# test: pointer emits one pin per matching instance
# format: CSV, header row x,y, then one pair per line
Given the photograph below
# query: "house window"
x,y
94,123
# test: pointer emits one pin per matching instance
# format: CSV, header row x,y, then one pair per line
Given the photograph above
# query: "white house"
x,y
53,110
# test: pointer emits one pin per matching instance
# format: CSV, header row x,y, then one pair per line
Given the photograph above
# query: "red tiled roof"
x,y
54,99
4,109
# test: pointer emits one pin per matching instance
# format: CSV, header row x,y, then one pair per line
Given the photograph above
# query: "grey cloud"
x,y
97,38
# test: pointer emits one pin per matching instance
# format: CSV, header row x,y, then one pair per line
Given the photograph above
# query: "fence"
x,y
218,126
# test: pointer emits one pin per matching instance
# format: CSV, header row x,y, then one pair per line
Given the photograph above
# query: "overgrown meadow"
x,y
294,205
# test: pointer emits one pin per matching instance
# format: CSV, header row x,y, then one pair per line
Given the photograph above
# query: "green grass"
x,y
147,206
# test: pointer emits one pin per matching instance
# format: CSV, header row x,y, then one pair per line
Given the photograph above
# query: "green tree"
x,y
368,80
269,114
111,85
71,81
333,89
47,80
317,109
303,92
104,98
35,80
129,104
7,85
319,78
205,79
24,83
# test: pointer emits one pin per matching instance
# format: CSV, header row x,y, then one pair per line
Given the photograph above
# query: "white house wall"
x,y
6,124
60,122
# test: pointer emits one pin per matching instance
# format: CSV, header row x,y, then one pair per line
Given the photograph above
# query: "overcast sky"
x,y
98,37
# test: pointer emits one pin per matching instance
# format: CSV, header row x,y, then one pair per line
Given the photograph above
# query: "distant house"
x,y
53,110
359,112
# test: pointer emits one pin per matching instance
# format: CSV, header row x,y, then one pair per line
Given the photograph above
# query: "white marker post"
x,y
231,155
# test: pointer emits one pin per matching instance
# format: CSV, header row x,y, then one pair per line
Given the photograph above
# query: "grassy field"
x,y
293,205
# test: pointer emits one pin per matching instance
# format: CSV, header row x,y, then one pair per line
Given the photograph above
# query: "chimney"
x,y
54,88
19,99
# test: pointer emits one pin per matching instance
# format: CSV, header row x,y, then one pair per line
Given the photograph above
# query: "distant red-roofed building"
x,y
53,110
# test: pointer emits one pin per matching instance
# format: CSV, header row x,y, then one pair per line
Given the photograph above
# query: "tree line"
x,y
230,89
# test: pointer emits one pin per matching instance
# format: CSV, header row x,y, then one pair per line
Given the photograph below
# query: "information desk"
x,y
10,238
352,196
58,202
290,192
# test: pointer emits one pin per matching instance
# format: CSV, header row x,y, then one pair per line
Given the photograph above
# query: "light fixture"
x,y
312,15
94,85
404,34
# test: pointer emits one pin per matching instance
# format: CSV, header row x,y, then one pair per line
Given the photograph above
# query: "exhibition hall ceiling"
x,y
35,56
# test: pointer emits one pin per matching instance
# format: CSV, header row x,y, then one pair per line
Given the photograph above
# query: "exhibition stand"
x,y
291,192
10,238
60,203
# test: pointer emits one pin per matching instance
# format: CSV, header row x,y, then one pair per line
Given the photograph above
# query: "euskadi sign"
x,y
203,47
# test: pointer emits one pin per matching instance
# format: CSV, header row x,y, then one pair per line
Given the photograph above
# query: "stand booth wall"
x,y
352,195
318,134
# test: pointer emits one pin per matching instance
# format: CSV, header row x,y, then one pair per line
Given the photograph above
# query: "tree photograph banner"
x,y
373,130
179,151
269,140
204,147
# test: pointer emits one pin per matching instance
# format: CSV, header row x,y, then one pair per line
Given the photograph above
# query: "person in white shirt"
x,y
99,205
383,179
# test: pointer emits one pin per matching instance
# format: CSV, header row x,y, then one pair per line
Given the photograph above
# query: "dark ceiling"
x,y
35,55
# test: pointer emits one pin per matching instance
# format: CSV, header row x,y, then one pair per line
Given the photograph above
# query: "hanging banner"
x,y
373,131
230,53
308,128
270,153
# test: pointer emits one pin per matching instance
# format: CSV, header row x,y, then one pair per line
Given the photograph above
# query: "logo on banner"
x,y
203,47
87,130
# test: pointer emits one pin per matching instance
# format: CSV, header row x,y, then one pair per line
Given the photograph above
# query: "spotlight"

**Task**
Copy the entries above exactly, leaving none out.

**Output of the exercise**
# test: pointer emits one pin per matching instance
# format: CSV, header row x,y, then one pair per line
Given the photograph below
# query: "house window"
x,y
94,123
# test: pointer emits one pin per matching instance
# format: CSV, header row x,y, then one pair per line
Given the photograph above
# query: "white house"
x,y
53,110
# test: pointer emits one pin per matching instance
# format: CSV, header row x,y, then one pair per line
Given the photograph above
# query: "red tiled roof"
x,y
54,99
4,109
# test: pointer emits one pin per matching instance
# format: CSV, header row x,y, then one pair per line
Given the photograph above
# query: "grey cloud"
x,y
97,38
# test: pointer emits one pin per matching instance
# format: CSV, header row x,y, then one pair per line
Given the photograph above
# query: "fence"
x,y
218,126
# test: pointer emits one pin per matching instance
# format: CSV, header row x,y, then one pair per line
Given the photograph above
# query: "overgrown meadow"
x,y
294,205
# test: pointer emits one pin per matching instance
# format: CSV, header row x,y, then one pair per line
Given the photograph above
# query: "green grass"
x,y
147,206
# test: pointer emits one pin per matching instance
# format: CSV, header row x,y, then one pair per line
Given the photograph above
# query: "green tree"
x,y
368,80
269,114
111,85
71,81
333,89
47,80
317,109
303,92
104,98
35,80
129,104
7,85
319,78
205,79
24,83
# test: pointer emits one pin per matching instance
# format: CSV, header row x,y, then one pair per line
Given the photograph above
# query: "white house wall"
x,y
6,124
60,122
# test: pointer emits one pin per matching instance
# format: CSV, header row x,y, then one pair per line
Given the photograph above
# query: "overcast sky"
x,y
98,37
# test: pointer emits one pin per matching instance
# format: CSV, header row x,y, then one pair per line
Given the photograph above
# query: "distant house"
x,y
53,110
359,112
# test: pointer emits one pin per matching instance
# format: CSV, header row x,y, then one pair per line
Given the photograph above
# query: "white marker post"
x,y
231,155
# test: pointer emits one pin per matching instance
# format: CSV, header row x,y, then one pair per line
Given the photograph above
# query: "grassy field"
x,y
293,205
# test: pointer emits one pin per matching instance
# format: CSV, header row x,y, then one pair per line
Given the photograph above
# query: "chimney"
x,y
54,88
19,99
# test: pointer emits one pin per matching instance
# format: CSV, header row x,y, then one pair per line
Given the photograph above
# query: "distant red-roofed building"
x,y
53,110
# test: pointer emits one pin per matching instance
# format: CSV, header row x,y, then one pair per line
Given the photograph above
# query: "tree line"
x,y
230,89
# test: pointer emits one pin per matching instance
# format: CSV, header row x,y, then one pair per line
Given the photograph below
# query: "information desk"
x,y
10,238
352,196
58,202
290,192
# test: pointer emits one pin per matching instance
# format: CSV, header row x,y, then one pair per line
Given the photograph above
# query: "light fixture"
x,y
312,15
94,85
404,34
# test: pointer emits one pin per matching instance
# format: CSV, header row x,y, then one pair per line
Given the photograph above
# query: "exhibition hall ceiling"
x,y
35,56
# test: pointer emits one pin per matching instance
# format: CSV, header row x,y, then one pair per line
Given the photograph above
# query: "exhibition stand"
x,y
291,192
10,238
60,203
# test: pointer emits one pin per matching instance
# format: CSV, header row x,y, then one pair per line
Given the photograph above
# query: "euskadi sign"
x,y
203,47
# test: pointer emits one pin per matching instance
# format: CSV, header row x,y, then one pair per line
Given the photograph above
# query: "stand booth wall"
x,y
352,195
318,134
# test: pointer emits one pin per matching instance
# format: CSV, header row x,y, then one pair per line
Given the photograph above
# query: "tree photograph banner"
x,y
373,130
179,151
269,140
204,147
# test: pointer emits one pin per matching instance
# format: CSV, header row x,y, then one pair per line
Given the photograph above
# query: "person in white shirt"
x,y
99,205
383,179
# test: pointer emits one pin per matching instance
# format: CSV, header row x,y, then one pair per line
Given the photograph above
# query: "dark ceiling"
x,y
35,55
# test: pointer emits one pin per matching instance
# format: CSV, header row x,y, then one pair per line
Given the photograph above
# query: "hanging banner"
x,y
373,131
230,53
308,128
270,153
# test: pointer emits one pin per matching instance
# format: CSV, header row x,y, then one pair per line
Given the photograph above
# query: "logo on banner"
x,y
203,47
87,130
# test: pointer emits one pin per matching instance
# format: CSV, header row x,y, then one pair per line
Given the photograph above
# query: "spotlight"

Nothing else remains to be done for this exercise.